Segment Open
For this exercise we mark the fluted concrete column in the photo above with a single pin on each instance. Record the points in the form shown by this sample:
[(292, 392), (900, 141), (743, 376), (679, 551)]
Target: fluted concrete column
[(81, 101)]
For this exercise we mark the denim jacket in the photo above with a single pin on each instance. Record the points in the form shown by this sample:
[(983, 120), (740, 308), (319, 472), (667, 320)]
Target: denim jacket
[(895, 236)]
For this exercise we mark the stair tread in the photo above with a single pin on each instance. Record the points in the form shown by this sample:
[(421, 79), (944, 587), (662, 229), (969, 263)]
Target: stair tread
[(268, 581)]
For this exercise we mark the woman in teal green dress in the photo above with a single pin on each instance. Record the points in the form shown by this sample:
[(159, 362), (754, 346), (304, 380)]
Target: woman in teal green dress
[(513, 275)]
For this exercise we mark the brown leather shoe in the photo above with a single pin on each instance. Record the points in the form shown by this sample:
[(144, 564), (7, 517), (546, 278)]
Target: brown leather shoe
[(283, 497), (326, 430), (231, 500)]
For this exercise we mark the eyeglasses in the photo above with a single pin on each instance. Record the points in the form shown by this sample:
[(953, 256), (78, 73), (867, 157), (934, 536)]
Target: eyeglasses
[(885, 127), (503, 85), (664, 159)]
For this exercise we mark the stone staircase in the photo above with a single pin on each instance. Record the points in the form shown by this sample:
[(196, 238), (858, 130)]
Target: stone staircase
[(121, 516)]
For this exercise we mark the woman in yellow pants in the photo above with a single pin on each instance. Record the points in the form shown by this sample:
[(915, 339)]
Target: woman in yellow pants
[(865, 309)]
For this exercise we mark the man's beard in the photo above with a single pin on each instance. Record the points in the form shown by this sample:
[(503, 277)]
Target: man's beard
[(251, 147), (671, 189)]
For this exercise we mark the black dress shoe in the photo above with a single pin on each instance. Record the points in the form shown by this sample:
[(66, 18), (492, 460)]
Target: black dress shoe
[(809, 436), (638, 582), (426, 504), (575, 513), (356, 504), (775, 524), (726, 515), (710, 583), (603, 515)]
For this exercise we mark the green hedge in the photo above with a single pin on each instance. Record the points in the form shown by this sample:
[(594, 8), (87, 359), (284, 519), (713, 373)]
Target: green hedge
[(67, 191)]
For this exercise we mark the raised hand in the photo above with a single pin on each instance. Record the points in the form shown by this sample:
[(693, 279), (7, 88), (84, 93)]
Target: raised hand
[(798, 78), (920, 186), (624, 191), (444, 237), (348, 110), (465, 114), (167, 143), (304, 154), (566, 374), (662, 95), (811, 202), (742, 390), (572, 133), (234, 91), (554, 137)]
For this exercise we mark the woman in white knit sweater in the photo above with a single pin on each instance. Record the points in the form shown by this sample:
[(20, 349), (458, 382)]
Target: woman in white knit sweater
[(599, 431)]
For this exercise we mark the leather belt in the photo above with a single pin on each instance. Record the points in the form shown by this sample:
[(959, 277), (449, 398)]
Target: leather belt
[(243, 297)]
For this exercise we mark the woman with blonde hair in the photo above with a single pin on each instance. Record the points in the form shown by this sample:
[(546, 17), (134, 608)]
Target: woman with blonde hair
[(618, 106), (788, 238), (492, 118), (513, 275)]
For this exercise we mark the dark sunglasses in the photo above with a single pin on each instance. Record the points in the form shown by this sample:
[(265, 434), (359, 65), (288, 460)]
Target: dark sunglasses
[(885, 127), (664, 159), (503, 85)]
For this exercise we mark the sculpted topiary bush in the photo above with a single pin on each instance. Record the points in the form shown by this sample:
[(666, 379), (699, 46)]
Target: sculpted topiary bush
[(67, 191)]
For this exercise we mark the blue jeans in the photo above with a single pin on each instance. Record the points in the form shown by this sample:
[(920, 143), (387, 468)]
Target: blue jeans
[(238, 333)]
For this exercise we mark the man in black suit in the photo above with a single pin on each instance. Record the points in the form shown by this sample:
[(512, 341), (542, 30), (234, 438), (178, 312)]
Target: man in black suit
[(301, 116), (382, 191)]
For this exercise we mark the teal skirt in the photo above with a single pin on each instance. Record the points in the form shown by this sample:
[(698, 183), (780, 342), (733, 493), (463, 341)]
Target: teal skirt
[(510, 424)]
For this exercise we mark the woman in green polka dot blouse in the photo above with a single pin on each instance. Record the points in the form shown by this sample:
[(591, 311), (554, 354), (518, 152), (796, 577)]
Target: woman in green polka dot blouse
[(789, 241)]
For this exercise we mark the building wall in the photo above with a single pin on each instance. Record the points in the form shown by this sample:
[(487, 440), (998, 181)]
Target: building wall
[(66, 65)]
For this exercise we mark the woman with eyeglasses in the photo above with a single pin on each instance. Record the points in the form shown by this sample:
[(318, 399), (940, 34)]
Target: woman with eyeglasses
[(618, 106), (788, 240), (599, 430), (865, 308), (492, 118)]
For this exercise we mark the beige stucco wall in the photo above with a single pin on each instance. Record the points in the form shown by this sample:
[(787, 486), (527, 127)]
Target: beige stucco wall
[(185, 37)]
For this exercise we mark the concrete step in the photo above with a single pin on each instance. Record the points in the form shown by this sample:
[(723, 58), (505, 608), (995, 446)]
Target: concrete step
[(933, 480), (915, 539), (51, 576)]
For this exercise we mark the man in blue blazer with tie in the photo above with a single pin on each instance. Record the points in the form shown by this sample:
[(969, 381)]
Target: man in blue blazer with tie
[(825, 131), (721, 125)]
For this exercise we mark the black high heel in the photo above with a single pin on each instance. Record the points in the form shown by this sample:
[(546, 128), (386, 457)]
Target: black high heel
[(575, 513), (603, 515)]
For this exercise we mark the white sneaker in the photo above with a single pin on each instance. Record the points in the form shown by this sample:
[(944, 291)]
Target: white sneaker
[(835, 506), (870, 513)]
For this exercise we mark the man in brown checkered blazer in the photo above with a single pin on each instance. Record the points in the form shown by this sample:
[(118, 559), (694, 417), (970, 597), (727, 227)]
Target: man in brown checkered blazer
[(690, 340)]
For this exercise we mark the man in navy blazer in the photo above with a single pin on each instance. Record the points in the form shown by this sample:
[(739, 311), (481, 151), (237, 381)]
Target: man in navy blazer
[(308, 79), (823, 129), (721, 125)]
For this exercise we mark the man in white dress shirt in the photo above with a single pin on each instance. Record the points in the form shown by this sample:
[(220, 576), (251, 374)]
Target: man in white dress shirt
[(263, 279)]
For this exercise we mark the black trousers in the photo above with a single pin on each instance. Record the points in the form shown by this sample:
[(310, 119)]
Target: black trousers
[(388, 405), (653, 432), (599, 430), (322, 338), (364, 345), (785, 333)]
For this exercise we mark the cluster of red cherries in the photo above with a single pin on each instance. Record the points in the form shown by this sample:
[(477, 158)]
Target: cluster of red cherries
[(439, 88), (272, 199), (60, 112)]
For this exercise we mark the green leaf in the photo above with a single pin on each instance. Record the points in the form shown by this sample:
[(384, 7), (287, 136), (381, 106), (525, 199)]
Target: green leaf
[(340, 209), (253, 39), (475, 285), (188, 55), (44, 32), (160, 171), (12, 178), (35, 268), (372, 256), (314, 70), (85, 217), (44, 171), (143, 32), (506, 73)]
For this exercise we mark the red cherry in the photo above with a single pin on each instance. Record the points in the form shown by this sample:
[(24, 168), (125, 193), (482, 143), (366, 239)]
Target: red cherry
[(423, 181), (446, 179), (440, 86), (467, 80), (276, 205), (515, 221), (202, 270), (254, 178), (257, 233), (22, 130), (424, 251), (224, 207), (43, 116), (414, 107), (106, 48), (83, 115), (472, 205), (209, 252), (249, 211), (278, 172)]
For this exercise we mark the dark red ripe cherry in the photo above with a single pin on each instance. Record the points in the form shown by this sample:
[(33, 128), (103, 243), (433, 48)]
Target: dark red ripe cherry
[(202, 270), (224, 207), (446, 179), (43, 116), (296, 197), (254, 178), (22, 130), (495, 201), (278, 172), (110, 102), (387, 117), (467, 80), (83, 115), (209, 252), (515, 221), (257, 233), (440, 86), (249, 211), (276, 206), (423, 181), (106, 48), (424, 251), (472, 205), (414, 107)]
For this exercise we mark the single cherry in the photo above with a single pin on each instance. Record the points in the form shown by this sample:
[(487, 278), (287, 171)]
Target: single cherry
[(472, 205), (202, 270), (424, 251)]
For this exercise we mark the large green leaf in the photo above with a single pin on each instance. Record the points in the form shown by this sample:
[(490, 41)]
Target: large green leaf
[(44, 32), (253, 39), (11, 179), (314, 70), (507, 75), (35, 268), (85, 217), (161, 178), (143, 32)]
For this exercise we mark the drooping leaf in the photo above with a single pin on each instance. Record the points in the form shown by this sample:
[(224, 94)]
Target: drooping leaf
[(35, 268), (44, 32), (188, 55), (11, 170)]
Segment Closed
WHAT THE TASK ASKS:
Of the lines above, extract only those from the line with "[(591, 311), (554, 354), (518, 152), (796, 577)]" to the line with "For this exercise we mark the building", both included, exactly as written.

SOLUTION TO THIS PROBLEM:
[(591, 311), (554, 354), (518, 152), (796, 577)]
Target: woman in green polka dot blouse
[(789, 241)]
For this exercise we mark the building wall in the photo above with a single pin on each instance. Record the points in the form shown by this sample:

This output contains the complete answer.